Your task :: Read the listing below and copy out each line where the word "would" occurs.

Records provided ::
※
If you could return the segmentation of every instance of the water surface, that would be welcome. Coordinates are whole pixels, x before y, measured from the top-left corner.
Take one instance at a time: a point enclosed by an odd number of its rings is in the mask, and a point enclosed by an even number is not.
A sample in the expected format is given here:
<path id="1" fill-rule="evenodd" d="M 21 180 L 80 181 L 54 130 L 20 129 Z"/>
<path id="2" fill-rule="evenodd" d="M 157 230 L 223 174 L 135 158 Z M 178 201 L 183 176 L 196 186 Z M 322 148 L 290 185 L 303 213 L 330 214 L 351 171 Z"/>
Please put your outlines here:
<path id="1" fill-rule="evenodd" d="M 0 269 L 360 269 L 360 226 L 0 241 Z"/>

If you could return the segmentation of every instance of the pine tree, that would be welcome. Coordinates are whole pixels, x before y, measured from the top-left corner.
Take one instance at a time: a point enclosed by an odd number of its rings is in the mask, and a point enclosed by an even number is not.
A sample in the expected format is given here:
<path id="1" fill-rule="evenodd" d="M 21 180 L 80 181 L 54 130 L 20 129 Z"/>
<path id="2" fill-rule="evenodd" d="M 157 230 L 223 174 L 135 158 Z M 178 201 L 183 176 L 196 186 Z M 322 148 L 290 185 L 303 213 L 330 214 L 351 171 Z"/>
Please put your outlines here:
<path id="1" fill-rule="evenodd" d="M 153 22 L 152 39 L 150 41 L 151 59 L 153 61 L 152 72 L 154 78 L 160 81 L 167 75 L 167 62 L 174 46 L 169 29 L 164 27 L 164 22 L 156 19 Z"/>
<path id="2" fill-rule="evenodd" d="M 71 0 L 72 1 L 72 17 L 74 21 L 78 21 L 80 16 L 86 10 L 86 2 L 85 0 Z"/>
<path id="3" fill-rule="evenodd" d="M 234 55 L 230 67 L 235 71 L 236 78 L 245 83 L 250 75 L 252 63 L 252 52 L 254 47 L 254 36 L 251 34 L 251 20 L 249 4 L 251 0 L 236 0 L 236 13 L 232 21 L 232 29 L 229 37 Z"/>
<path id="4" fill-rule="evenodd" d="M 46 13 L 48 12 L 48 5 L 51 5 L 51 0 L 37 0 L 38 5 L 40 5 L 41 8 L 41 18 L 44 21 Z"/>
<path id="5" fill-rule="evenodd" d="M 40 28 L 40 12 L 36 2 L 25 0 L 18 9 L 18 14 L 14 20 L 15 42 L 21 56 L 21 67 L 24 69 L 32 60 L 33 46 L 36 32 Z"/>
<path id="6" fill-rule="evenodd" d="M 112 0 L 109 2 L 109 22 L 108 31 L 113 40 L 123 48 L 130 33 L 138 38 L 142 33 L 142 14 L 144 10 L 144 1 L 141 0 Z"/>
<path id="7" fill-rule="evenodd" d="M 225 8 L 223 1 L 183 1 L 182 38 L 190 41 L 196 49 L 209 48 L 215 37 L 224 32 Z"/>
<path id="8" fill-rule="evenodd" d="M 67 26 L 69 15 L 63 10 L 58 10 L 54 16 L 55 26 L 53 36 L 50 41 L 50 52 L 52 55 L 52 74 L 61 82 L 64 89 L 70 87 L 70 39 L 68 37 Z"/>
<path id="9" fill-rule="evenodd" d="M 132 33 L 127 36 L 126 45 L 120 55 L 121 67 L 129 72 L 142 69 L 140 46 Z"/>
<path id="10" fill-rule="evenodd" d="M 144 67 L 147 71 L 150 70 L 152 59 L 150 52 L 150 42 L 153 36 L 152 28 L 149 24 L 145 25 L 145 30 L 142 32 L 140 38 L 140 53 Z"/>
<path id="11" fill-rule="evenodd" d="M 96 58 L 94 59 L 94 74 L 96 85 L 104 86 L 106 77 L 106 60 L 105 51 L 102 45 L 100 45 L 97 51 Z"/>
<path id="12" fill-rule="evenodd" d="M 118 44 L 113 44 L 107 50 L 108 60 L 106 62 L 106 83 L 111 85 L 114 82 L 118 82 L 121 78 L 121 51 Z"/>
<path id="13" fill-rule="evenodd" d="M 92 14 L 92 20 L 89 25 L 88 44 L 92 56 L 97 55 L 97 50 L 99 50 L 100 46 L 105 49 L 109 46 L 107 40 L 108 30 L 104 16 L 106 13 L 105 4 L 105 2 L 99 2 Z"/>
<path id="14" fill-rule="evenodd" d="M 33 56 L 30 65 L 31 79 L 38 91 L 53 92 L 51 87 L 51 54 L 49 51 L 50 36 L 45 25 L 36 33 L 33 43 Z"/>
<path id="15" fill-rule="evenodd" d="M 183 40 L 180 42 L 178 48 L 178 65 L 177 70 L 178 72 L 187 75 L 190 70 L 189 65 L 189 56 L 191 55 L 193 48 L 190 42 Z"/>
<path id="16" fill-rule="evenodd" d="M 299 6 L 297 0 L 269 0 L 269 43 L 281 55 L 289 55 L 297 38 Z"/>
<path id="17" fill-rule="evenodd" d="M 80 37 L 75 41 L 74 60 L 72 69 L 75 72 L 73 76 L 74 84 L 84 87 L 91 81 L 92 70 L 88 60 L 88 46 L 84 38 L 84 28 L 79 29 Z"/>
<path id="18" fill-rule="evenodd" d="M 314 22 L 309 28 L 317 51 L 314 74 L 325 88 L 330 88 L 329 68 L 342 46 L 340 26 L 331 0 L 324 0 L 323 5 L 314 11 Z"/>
※
Result below ::
If you could return the segmentation of every instance of the water surface, that would be welcome. Coordinates are whole pixels, x before y, measured from the top-left corner.
If you could return the segmentation of every instance of the pine tree, that would be welcome. Coordinates are whole pixels, x before y, measured from the top-left corner.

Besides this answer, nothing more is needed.